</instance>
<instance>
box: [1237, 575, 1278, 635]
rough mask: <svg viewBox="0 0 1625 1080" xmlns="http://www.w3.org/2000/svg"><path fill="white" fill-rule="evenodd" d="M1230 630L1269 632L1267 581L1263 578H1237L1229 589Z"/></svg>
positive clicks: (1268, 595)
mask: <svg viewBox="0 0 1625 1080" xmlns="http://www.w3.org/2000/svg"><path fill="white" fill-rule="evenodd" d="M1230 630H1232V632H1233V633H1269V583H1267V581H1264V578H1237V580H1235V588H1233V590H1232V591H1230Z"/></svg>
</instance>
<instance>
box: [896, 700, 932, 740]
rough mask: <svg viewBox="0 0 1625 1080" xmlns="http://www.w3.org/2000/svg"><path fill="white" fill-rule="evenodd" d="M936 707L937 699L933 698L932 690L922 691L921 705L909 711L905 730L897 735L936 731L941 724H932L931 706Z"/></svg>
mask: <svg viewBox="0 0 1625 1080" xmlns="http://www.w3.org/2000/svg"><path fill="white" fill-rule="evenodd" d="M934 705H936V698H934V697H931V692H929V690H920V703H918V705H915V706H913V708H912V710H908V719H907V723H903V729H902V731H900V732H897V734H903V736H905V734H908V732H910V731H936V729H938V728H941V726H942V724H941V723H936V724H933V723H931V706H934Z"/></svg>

_ _ _ _ _ _ _

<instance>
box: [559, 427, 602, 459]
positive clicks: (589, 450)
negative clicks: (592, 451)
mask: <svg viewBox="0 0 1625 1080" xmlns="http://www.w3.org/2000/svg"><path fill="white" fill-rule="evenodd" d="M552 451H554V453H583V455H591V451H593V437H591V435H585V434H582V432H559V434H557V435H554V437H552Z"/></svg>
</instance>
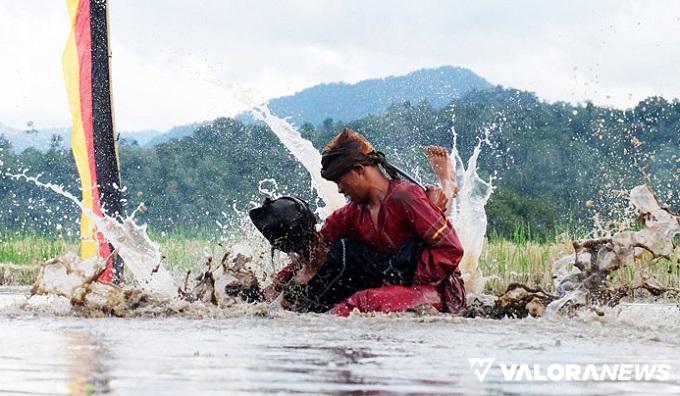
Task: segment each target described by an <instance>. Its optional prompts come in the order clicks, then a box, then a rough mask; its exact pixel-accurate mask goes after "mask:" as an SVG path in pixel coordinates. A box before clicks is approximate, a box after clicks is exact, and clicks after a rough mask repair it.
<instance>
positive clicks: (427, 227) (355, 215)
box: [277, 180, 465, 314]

_ _ _ _ _ _ _

### Exercise objective
Every line above from the line with "Task: segment each" to the line with "box: [277, 180, 465, 314]" is wanted, ends included; write them out exactly and add no other line.

### Problem solution
Task: segment each target described by an <instance>. Its optional prompts come in the order clicks, then a box, then a rough mask; its exact pixel-accurate mask goes after "mask:" as an SVG path in pixel coordinates. A box before clicks is approximate, a box after clicks is exact, and clicks after a rough mask repair it.
<instance>
positive clicks: (427, 227) (355, 215)
box: [277, 180, 465, 314]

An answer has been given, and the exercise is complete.